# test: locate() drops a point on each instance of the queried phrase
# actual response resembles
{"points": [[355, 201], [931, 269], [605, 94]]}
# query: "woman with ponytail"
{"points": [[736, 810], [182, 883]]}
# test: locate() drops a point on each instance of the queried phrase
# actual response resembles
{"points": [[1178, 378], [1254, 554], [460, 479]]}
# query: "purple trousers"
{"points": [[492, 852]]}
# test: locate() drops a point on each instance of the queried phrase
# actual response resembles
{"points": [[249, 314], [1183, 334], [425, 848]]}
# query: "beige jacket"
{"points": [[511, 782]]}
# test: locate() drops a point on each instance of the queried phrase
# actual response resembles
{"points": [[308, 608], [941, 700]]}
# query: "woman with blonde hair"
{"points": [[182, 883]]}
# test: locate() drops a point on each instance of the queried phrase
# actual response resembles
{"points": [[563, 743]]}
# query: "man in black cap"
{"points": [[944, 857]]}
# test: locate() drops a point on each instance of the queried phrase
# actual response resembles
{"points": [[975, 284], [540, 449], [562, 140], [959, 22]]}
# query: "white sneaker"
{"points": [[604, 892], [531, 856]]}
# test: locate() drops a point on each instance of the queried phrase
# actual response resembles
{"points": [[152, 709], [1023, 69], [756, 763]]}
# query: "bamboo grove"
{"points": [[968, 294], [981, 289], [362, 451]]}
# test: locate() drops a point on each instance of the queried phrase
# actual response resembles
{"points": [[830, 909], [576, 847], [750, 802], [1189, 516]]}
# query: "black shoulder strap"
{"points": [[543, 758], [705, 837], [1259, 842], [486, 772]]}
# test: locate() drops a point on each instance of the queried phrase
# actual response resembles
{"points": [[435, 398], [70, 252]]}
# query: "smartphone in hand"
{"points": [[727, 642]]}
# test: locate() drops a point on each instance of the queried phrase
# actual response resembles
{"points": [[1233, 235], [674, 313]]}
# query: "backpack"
_____
Every record above needs to be restated exactly.

Problem solution:
# test: locate() drops a point on each instance of the queried phrase
# actual response resembles
{"points": [[355, 201], [931, 269], [605, 94]]}
# query: "woman with ponytail"
{"points": [[736, 810], [182, 883]]}
# test: locate() drops a point on each instance of the queried phrase
# actual response resembles
{"points": [[1178, 378], [1254, 554], [460, 479]]}
# query: "purple trousers"
{"points": [[492, 852]]}
# test: locate() drops a point on each instance of the queried phrase
# actual response resembles
{"points": [[249, 314], [1183, 334], [425, 848]]}
# query: "beige jacket"
{"points": [[511, 782]]}
# test: locate() drops a point on each instance of the queried phrase
# actual response resembles
{"points": [[308, 608], [941, 700]]}
# query: "woman with blonde hair"
{"points": [[182, 883]]}
# test: locate() drops a point on each instance of the queried phrase
# actual response resembles
{"points": [[563, 743]]}
# query: "man in black cap"
{"points": [[944, 857]]}
# test: locate() drops a point on each instance of the queried phrase
# actual response resembles
{"points": [[975, 284], [540, 449], [562, 140], [959, 22]]}
# query: "white sneaker"
{"points": [[604, 892], [531, 856]]}
# test: locate() drops a point on each instance of the queried phrase
# actual response resembles
{"points": [[152, 709], [1023, 69], [756, 763]]}
# query: "bamboo grove"
{"points": [[968, 294], [981, 289], [362, 451]]}
# test: locate() drops a point on each instance of the queried phrase
# actual response resembles
{"points": [[830, 909], [576, 847], [750, 802], [1189, 516]]}
# query: "black shoulder strap"
{"points": [[543, 758], [705, 837], [1259, 842], [486, 772]]}
# test: locate() drops a point on each instance of the queried phrase
# actual response resembles
{"points": [[435, 398], [70, 252]]}
# query: "smartphone in hand"
{"points": [[727, 642]]}
# test: locate() drops a point on each instance of the queried phrase
# actual response resembles
{"points": [[1233, 235], [674, 313]]}
# query: "backpack"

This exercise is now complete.